— BEGIN —

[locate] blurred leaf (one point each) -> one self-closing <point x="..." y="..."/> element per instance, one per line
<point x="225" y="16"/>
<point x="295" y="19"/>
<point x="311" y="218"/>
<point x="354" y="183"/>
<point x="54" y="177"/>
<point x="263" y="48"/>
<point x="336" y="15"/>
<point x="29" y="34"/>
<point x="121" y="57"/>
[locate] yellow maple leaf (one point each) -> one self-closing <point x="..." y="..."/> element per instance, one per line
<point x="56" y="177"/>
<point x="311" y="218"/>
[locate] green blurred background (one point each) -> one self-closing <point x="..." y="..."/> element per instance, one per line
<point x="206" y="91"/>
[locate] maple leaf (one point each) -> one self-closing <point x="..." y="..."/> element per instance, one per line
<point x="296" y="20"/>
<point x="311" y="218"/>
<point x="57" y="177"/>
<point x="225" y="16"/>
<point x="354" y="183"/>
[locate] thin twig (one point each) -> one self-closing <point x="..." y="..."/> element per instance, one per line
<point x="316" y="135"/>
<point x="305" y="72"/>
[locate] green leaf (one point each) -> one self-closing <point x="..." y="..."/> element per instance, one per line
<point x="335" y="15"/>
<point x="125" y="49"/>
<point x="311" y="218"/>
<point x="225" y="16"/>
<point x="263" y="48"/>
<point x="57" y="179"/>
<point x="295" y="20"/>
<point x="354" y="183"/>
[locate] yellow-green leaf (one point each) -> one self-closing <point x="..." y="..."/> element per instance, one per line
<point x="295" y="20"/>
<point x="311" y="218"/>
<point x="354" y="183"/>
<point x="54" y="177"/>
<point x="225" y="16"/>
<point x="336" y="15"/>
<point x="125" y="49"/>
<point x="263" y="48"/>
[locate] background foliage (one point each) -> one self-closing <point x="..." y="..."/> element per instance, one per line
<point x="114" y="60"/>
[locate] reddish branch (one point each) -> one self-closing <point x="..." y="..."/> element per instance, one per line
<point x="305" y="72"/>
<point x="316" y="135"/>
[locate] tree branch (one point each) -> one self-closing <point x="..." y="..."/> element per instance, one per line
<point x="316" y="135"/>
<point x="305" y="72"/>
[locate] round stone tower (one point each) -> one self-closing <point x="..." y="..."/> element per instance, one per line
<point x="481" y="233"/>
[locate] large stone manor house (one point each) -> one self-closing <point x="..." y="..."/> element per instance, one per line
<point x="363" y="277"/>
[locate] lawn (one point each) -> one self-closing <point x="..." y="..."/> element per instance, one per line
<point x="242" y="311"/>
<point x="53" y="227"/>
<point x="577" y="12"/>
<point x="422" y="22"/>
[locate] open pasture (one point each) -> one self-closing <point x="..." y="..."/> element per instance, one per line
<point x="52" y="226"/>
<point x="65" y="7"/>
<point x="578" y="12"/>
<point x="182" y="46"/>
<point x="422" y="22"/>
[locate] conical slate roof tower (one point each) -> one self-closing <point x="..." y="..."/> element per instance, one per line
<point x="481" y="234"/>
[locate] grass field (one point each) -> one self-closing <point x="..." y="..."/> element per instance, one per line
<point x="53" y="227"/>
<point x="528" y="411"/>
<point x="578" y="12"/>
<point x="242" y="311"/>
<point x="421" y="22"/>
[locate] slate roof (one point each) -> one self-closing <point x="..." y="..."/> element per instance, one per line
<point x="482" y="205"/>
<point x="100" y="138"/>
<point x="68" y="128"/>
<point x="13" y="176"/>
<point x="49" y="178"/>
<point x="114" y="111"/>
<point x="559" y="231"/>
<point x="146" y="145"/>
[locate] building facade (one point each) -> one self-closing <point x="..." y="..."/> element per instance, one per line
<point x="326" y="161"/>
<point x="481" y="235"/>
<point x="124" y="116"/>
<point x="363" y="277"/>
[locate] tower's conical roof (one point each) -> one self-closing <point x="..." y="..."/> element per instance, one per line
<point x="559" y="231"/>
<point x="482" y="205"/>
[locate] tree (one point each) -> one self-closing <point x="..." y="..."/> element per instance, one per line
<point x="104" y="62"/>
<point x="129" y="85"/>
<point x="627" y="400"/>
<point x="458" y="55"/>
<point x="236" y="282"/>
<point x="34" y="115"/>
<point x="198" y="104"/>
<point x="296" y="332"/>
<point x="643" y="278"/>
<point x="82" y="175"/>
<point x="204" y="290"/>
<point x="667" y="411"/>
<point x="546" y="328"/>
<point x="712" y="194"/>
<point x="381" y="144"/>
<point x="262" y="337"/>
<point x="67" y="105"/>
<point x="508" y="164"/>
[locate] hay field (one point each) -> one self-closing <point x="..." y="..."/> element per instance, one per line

— END —

Exactly and only the lines from the one containing "[locate] building facade" through the end of the material are to be reproduced, both ends included.

Task answer
[locate] building facade (one point each) -> one self-closing <point x="..." y="..."/> element per instance, one per line
<point x="326" y="161"/>
<point x="481" y="235"/>
<point x="124" y="116"/>
<point x="363" y="277"/>
[locate] tower's conical roof (one point each) -> one self-closing <point x="..." y="..."/> element per instance, one per line
<point x="559" y="231"/>
<point x="482" y="205"/>
[locate] tree (one point each) -> one self-closing <point x="..." y="..."/> element per instance, one per line
<point x="104" y="62"/>
<point x="129" y="85"/>
<point x="627" y="400"/>
<point x="458" y="55"/>
<point x="236" y="282"/>
<point x="34" y="115"/>
<point x="198" y="104"/>
<point x="296" y="332"/>
<point x="643" y="278"/>
<point x="82" y="175"/>
<point x="204" y="290"/>
<point x="667" y="411"/>
<point x="546" y="328"/>
<point x="712" y="194"/>
<point x="381" y="144"/>
<point x="262" y="337"/>
<point x="67" y="105"/>
<point x="508" y="164"/>
[locate] hay field (one point each) -> one self-closing <point x="..." y="..."/> element per instance, one per line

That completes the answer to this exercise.